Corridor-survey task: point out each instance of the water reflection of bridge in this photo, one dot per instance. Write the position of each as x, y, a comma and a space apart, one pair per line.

+ + + +

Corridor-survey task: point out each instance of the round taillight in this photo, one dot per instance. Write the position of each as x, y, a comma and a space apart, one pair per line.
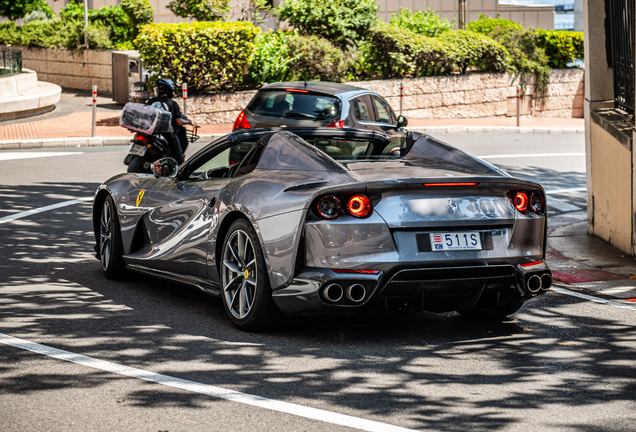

+ + + +

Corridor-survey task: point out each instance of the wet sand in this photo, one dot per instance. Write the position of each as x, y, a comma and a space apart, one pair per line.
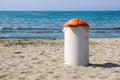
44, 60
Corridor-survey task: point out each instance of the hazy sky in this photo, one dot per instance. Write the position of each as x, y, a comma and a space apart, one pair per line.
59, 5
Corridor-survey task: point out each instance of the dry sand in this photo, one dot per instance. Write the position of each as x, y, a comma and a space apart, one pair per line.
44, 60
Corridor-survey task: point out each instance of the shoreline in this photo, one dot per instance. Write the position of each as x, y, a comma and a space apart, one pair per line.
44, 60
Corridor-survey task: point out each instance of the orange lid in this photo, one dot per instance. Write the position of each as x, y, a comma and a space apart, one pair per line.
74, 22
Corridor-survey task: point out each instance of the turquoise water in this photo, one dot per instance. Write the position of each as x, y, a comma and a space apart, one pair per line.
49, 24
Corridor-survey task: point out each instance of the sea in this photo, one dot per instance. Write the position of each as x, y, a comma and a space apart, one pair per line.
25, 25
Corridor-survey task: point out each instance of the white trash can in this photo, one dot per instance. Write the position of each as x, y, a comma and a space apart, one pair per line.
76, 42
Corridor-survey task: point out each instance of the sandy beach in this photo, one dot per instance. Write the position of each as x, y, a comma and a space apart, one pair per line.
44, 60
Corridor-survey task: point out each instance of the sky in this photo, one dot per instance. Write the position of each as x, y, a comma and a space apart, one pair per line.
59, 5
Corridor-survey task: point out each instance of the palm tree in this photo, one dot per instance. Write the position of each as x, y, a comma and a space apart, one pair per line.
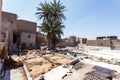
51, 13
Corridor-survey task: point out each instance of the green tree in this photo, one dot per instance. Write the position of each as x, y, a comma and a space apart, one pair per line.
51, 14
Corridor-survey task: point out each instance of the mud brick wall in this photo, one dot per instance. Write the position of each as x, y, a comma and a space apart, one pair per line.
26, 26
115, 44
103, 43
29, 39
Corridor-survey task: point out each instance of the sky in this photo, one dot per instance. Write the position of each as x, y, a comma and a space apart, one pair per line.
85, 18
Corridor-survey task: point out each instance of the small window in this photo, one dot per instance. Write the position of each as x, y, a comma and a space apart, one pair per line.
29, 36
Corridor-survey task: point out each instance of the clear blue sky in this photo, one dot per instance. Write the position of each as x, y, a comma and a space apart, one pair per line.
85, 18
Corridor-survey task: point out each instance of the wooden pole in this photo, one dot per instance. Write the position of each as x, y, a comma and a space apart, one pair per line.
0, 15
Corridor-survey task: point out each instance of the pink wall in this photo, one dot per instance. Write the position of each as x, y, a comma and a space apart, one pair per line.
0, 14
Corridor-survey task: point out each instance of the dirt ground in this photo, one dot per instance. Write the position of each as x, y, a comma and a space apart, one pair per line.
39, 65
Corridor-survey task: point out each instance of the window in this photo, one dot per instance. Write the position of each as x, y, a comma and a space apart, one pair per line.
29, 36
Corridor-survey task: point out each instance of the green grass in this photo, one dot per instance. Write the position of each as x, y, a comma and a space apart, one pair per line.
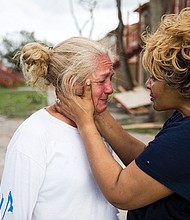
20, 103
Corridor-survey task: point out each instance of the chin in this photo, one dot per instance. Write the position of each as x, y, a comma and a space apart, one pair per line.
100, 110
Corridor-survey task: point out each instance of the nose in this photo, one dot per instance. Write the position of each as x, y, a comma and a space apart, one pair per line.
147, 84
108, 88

+ + + +

(Exercise goal)
How many lines of the records above contain the word "wall", with case counting? Reply with the number alone.

(Completed task)
2